> **Challenge**
Copy each of the following records out word for word, keeping every line unchanged.

══ Records for the exercise

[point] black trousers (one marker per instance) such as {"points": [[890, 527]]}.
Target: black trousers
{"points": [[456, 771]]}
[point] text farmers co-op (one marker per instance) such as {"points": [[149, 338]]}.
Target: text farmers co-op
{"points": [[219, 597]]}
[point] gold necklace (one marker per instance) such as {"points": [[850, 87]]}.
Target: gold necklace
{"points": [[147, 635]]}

════

> **Response to the exercise**
[point] black trousers (one marker per instance) such as {"points": [[890, 527]]}.
Target: black trousers
{"points": [[456, 771]]}
[point] text farmers co-op (one marker per instance) such as {"points": [[149, 338]]}.
Target: text farmers co-op
{"points": [[219, 597]]}
[point] gold necklace (one marker per instance) such as {"points": [[850, 87]]}.
Target: gold necklace
{"points": [[147, 635]]}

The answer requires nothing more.